------ EXTRACTED MATERIAL

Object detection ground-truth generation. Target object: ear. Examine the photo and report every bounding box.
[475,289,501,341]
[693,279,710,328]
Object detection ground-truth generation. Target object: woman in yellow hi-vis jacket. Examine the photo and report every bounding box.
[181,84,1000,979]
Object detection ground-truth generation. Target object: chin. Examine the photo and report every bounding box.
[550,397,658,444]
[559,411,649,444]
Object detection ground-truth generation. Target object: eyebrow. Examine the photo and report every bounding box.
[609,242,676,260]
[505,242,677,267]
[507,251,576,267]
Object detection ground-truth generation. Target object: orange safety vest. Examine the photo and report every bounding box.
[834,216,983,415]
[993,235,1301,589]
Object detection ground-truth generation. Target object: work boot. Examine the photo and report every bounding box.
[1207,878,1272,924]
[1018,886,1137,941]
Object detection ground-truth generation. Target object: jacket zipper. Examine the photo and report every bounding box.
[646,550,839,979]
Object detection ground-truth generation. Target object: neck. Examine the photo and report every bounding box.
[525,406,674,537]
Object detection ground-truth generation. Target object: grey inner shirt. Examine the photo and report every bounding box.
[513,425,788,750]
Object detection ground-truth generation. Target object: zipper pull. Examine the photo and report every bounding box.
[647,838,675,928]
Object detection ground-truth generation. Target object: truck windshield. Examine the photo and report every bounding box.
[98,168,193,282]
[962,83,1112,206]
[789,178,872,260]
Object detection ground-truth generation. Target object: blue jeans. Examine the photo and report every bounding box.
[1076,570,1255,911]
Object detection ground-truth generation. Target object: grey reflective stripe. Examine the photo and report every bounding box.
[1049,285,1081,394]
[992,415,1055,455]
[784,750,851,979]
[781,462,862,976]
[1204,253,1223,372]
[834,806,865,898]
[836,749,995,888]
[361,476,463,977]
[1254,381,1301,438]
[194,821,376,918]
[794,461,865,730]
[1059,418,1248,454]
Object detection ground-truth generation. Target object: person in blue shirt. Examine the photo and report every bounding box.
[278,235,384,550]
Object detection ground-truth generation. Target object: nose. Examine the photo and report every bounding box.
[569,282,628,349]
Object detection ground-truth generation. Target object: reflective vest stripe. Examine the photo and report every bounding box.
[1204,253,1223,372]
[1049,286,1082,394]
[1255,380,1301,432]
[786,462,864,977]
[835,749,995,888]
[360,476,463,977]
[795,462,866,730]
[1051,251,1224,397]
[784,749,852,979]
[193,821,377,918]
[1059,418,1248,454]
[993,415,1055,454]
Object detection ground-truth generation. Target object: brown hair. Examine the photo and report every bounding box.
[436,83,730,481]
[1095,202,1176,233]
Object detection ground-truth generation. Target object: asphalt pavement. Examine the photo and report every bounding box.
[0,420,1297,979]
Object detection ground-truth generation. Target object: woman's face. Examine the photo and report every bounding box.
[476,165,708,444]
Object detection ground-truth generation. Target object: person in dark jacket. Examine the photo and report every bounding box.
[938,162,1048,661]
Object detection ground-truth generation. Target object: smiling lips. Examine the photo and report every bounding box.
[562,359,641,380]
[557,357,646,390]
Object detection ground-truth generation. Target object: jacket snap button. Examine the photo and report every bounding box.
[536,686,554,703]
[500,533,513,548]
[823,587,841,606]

------------

* [ABOUT THIS EXERCISE]:
The complete data above is to be written out again as it stands.

* [ANSWER SECTION]:
Object detection ground-truth generation. Target object: ear. Examine the photo and report every bounding box.
[475,289,501,341]
[693,279,710,328]
Object detection ground-truth generation. Target object: woman in yellow hi-vis jacket. Examine the photo and report every bounding box.
[181,84,1000,979]
Object detection ground-truth generation. Target object: chin. Examine the photo and report every bounding box.
[550,397,658,444]
[559,411,649,444]
Object detection ground-truth generation. Target object: eyebrow. Examine the photo and report every bounding box.
[609,242,676,260]
[505,242,677,267]
[507,251,576,267]
Object detection ground-truth generation. Target object: orange safety vest. Examine the photo and report every bounding box.
[834,216,983,415]
[993,235,1301,589]
Object detection ground-truth generation. Target object: work boot. Examine the photo and report every bounding box.
[1207,878,1272,924]
[1018,886,1137,941]
Object detection ground-truth generation. Target object: jacket zipper. Examine the photo and report every bounding box.
[646,550,839,979]
Object detection ground-truth generation. Target object: neck. Examine the photo and report every bounding box.
[525,406,674,537]
Object detection ground-truth generation. Target object: grey inner shirt. Examine the photo and report every bounding box.
[513,425,788,750]
Object detection ground-truth generation. Target object: zipper pull. Examine the photo and report every bounding box.
[647,838,675,928]
Object detection ground-truth generation. Target object: truck windshield. Examine the photo and report every bounding box.
[98,168,193,282]
[962,83,1112,206]
[789,178,872,260]
Object detection ground-truth generation. Target object: blue jeans. Examine the photo and report every bounding box.
[1076,570,1255,911]
Object detection ground-truth generation. Target object: grey reflective stripe. Examine the photo and report every bounding box.
[1049,285,1081,394]
[992,415,1055,455]
[784,750,851,979]
[781,462,862,976]
[1204,253,1223,372]
[834,806,865,898]
[836,749,995,888]
[361,476,463,977]
[1254,381,1301,438]
[194,821,376,918]
[794,461,865,730]
[1059,418,1248,454]
Object detection ground-truth generation. Target object: person in blue shirt. Examine the photo and report every bounding box.
[278,235,384,550]
Object detection ground-truth generation. Target object: nose. Examine the photo and report every bounding box.
[569,282,628,349]
Object detection ground-truth generation. Target object: reflective vest stripe. Examine the photo and report every bounding box.
[1204,253,1223,372]
[1049,286,1082,394]
[1255,380,1301,432]
[786,462,864,977]
[835,749,995,888]
[360,476,463,977]
[795,462,866,730]
[1051,251,1224,397]
[784,749,852,979]
[193,821,377,918]
[1059,418,1248,454]
[993,415,1055,454]
Object detection ground-truth generation. Target object: brown hair. Examine the photo and report every bounding box.
[436,83,730,481]
[1095,202,1176,233]
Object detection ground-truth generation. Target object: asphalt pavement. Examine the photo and report every bounding box.
[0,420,1297,979]
Object detection ground-truth generation. Target object: woman's face. Examine the photo and report every bounding box.
[476,165,708,444]
Object detection ground-truth generation. Target object: person in dark jacket. Examine the photo and report every bounding box.
[938,162,1048,661]
Object detection ground-truth generation. Target object: smiling lips. Examine the photo and report every bounding box.
[562,359,641,380]
[557,357,646,390]
Object detection ground-truth generation. Target object: jacket snap button. Examine the photo and report every bounding box.
[536,686,554,703]
[500,533,513,548]
[823,587,841,606]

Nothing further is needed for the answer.